Exercise goal: Transcribe the listing exactly, leaving out every picture.

Source material:

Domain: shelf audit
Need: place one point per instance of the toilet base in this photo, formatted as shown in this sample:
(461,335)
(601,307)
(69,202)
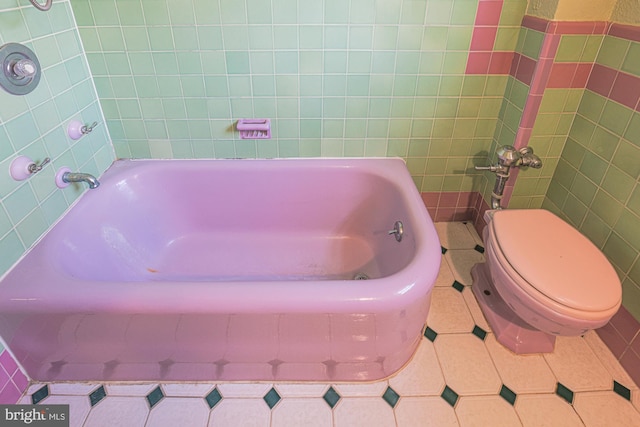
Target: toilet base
(509,329)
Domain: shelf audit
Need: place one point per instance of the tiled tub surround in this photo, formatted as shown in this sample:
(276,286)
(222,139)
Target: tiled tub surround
(228,270)
(460,376)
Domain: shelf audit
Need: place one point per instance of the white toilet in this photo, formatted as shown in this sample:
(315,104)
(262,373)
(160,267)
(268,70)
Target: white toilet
(542,278)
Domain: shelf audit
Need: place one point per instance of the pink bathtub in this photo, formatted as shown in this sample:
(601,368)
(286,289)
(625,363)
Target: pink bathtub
(223,270)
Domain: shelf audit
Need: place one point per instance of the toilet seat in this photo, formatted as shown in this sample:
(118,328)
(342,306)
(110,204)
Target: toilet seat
(555,264)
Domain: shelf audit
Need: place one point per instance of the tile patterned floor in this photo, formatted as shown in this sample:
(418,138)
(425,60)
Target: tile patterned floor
(460,376)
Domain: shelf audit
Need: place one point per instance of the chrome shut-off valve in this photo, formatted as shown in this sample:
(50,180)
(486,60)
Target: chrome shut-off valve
(527,158)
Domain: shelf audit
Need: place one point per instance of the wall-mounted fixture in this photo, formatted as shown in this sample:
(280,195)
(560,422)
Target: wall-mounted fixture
(77,130)
(64,177)
(509,157)
(22,167)
(43,7)
(20,69)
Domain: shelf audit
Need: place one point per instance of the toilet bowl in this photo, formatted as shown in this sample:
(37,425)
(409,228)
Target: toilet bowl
(541,279)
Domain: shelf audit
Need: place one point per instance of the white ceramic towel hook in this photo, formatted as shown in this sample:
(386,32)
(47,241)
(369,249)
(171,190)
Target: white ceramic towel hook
(77,129)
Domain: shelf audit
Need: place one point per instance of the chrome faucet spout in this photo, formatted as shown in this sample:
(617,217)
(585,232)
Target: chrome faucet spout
(81,177)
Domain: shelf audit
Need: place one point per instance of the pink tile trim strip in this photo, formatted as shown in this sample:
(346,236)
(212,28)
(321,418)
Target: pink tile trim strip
(483,38)
(12,381)
(622,336)
(578,27)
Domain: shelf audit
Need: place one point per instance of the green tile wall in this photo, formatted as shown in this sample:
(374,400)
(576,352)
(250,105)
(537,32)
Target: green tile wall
(337,78)
(34,125)
(596,186)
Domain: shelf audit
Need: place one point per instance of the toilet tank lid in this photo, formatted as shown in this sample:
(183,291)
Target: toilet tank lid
(556,259)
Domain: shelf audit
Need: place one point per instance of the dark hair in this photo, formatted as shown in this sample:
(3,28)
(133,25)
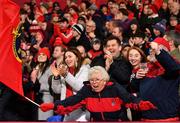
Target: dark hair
(112,38)
(123,11)
(76,52)
(143,56)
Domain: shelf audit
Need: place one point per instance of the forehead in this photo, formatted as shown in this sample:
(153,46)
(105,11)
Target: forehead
(134,51)
(112,41)
(68,53)
(96,74)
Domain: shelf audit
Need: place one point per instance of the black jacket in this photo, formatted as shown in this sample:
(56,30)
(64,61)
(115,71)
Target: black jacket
(120,69)
(107,105)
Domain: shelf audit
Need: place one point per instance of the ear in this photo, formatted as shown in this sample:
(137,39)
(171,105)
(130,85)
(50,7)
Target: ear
(120,47)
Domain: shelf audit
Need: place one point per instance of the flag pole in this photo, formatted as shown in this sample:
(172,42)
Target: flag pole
(32,101)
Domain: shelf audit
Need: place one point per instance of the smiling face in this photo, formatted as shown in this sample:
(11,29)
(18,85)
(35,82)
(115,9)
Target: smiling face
(58,52)
(113,47)
(96,82)
(42,58)
(134,58)
(70,59)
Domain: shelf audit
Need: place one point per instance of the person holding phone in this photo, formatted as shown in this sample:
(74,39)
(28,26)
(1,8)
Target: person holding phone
(162,89)
(112,60)
(68,78)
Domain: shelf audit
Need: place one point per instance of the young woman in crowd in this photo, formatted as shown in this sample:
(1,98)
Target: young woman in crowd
(39,77)
(155,88)
(68,79)
(102,98)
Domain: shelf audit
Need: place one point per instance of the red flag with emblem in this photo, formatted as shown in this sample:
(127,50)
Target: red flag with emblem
(10,64)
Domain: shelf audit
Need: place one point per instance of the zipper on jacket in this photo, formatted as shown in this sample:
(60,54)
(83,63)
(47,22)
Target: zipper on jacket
(102,115)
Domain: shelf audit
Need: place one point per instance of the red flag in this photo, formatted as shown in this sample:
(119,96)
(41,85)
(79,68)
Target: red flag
(10,64)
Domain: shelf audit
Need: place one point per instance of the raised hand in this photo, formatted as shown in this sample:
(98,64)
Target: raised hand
(47,106)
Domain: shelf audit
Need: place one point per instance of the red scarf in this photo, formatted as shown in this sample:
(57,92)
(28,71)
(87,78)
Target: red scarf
(69,91)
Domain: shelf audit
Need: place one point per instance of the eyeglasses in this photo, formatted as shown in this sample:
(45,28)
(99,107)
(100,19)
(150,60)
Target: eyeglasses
(95,80)
(89,25)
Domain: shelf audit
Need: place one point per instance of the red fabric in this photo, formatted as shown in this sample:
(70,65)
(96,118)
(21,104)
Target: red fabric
(142,106)
(69,91)
(46,106)
(154,69)
(161,120)
(146,105)
(10,64)
(104,104)
(66,110)
(95,53)
(44,50)
(162,41)
(158,3)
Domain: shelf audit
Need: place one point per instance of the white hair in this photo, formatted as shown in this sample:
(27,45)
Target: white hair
(98,69)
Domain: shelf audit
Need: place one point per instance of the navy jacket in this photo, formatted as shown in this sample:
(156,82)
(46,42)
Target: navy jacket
(108,105)
(162,90)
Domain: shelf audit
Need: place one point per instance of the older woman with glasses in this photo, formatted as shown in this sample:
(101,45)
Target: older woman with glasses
(102,98)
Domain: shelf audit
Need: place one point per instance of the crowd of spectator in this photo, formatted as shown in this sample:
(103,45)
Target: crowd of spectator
(129,49)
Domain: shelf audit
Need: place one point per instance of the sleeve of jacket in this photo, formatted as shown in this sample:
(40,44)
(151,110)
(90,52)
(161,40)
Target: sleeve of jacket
(125,95)
(76,82)
(57,85)
(169,64)
(71,103)
(120,72)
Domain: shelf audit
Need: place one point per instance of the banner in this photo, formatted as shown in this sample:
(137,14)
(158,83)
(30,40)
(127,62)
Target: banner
(10,63)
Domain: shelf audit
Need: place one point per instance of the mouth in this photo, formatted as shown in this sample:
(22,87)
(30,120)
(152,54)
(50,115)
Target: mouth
(133,62)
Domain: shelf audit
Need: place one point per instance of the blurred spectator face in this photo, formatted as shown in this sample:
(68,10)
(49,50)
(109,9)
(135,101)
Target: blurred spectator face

The output:
Domain: shelf audit
Need: place one point per instance of the toilet base in this photo, formatted as shown in this sample:
(461,335)
(601,307)
(69,202)
Target: toilet base
(509,329)
Domain: shelf audit
Need: place one point per instance of the tiled tub surround in this photo, formatted as shown in this sample:
(276,286)
(222,139)
Target: tiled tub surround
(228,270)
(460,376)
Domain: shelf audit
Need: place one point per instance of the white toilet in this photo, formatted as shown in this sample:
(315,104)
(262,373)
(160,267)
(268,70)
Target: white toilet
(542,278)
Domain: shelf audit
Need: place one point per instance of the pink bathtub in this photo, formatted as shown in this sample:
(601,368)
(286,289)
(625,363)
Target: pink bathtub
(223,270)
Domain: shelf audit
Need: place one point per instance of the toilet seat in this photo, formatted as shown in this sample:
(118,328)
(342,306)
(110,204)
Target: toilet seat
(555,264)
Domain: shelf audit
Need: place one point per instance of the tile patterned floor in this photo, formatted as shown in this sample:
(418,138)
(425,60)
Target: tile patterned floor
(460,376)
Domain: shelf audit
Need: place one point per instance of the chrome shut-off valve in this photo, formatted as shown in this sample:
(50,180)
(486,60)
Target: chrome shut-off valve
(527,158)
Domain: shelf audit
Need: place one point per instance of the wall-mounted fixture in this photo, formatted as shown in this sample:
(280,195)
(560,422)
Target: wall-mounted fixture
(77,130)
(64,177)
(509,157)
(22,167)
(43,7)
(20,69)
Domain: shelf audit
Need: place one point per instance of the toilet bowl in this photo, formatted as shown in this sample:
(37,425)
(409,228)
Target: toilet bowl
(541,279)
Domain: shelf audit
Need: place one point per instance of the white ceramic towel hook in this photo, formatted as shown in this sample:
(386,32)
(47,241)
(369,249)
(171,190)
Target: white ceramic towel hook
(77,129)
Domain: shelf audit
Need: place one point per instance of the chrome faucet spout in this photo, formatted as shown in this sample:
(617,217)
(585,232)
Target: chrome faucet spout
(81,177)
Domain: shelf audit
Need: place one point per instance of the pink tile trim strip in this photo, formatted as shown in this sample:
(346,236)
(212,28)
(321,418)
Target: pink tile trim strip
(483,38)
(12,381)
(622,336)
(578,27)
Domain: shelf audit
Need: place one point per instance of the green tile wall in this photo, formatted as shown in this sample:
(374,400)
(576,352)
(250,105)
(537,32)
Target: green tile wall
(337,78)
(34,125)
(596,186)
Domain: shelf audit
Need: place one point per instance of the toilet tank lid in this photo, formatted as shown in this sample:
(183,291)
Target: toilet tank lid
(556,259)
Domain: shelf audit
Need: place one point per instance of the dark hair in this photo, formatted as shown in this sample:
(3,28)
(133,25)
Target: dark hair
(112,38)
(123,11)
(76,52)
(143,56)
Domain: shelf audit
Need: place one point per instance of the forehead in this photo, formatted as shown in this sample:
(153,46)
(105,11)
Target: forehead
(134,51)
(112,41)
(68,53)
(96,74)
Domain: shelf audit
Need: place one point per instance of the black jacket in this photo, formatted as shown in this sample:
(56,30)
(64,61)
(115,71)
Target: black jacket
(120,69)
(107,105)
Domain: shelf audit
Need: place one point per instance of the ear in this photo, formatted as shown in this sample:
(137,39)
(171,105)
(130,85)
(50,7)
Target: ear
(120,47)
Domain: shelf audit
Need: place one point per instance of the flag pole in this photo, formatted as shown in this sample:
(172,42)
Target: flag pole
(32,101)
Domain: shelf audit
Need: place one point per instance of the smiling face in this photo, formatted as shown in this sample:
(11,29)
(18,85)
(35,82)
(115,9)
Target: smiling face
(58,52)
(113,47)
(96,82)
(42,58)
(134,58)
(70,59)
Domain: shelf audit
Need: place one point per instance of the person holding phone in this photo, formatted as shown in this sample:
(74,39)
(28,26)
(1,8)
Target: person holding phone
(162,89)
(112,60)
(68,78)
Domain: shelf audit
Need: place one point per instance of the young woman in crowd in this photo, formatted as shown in this sample:
(1,98)
Target: young woman in crowd
(39,77)
(155,88)
(68,79)
(102,98)
Domain: shelf audit
Need: place one point per instance of the red flag with emblem in this photo, formatted as shown in this sample:
(127,50)
Target: red flag with emblem
(10,64)
Domain: shelf audit
Need: place one point per instance of the zipper on jacket in this photo, formatted as shown in this sample:
(60,54)
(83,63)
(47,22)
Target: zipper on jacket
(102,115)
Domain: shelf audit
Need: place one point per instance of the red flag in this photo, formatted as shown in this sample:
(119,96)
(41,85)
(79,68)
Target: red flag
(10,64)
Domain: shelf audit
Need: place one point per instance of the raised hand in this photo, formatted as shown in this sample:
(98,64)
Target: raised hand
(47,106)
Domain: shelf audit
Need: place one point per instance of the red scarf in this photo, formatted as shown in this sample:
(57,92)
(28,71)
(87,78)
Target: red scarf
(69,91)
Domain: shelf audit
Need: place one point per instance of the eyeglasses in this photo, formatted as shown in this sample:
(45,28)
(99,107)
(100,19)
(150,60)
Target: eyeglasses
(95,80)
(89,25)
Domain: shelf audit
Need: place one point per instance of the red fabric in this photo, formatted as shown in this sample:
(70,65)
(96,118)
(21,104)
Target: red fabric
(142,106)
(69,91)
(46,106)
(154,69)
(161,120)
(146,105)
(10,64)
(104,104)
(66,110)
(95,53)
(44,50)
(162,41)
(158,3)
Domain: shelf audit
Need: place one point per instance of the white hair in this photo, formatted as shown in this sample:
(27,45)
Target: white hair
(98,69)
Domain: shelf audit
Need: place one point per instance of the navy jacket in this photo, formatted as shown in this sample:
(156,82)
(46,42)
Target: navy jacket
(108,105)
(162,90)
Domain: shelf audit
Need: place one point per instance of the older woman with glasses in this photo, formatted as shown in this sample:
(101,45)
Target: older woman with glasses
(102,98)
Domain: shelf audit
Need: place one point per instance of the crowd of spectator in this photo, formatted as shown in this sample:
(103,45)
Target: crowd of spectator
(129,49)
Domain: shelf audit
Need: place one point per instance of the sleeve of jacket in this photo, formatted as shown in this sample:
(40,44)
(151,110)
(90,52)
(161,40)
Target: sleeve of jacket
(125,95)
(76,82)
(57,85)
(169,64)
(71,103)
(120,72)
Domain: shelf audit
Need: place one point per instance of the banner in this photo, formatted as shown in this sample:
(137,14)
(158,83)
(30,40)
(127,62)
Target: banner
(10,63)
Domain: shelf audit
Need: place one point per instance of the mouth in this photo, formatted as shown in this sample:
(22,87)
(30,120)
(152,54)
(50,115)
Target: mouth
(133,62)
Domain: shelf audit
Need: place one point per instance of the blurred spectator face in this photo, formatted as shown in this sample:
(68,10)
(49,50)
(109,9)
(135,101)
Target: blurred spectator face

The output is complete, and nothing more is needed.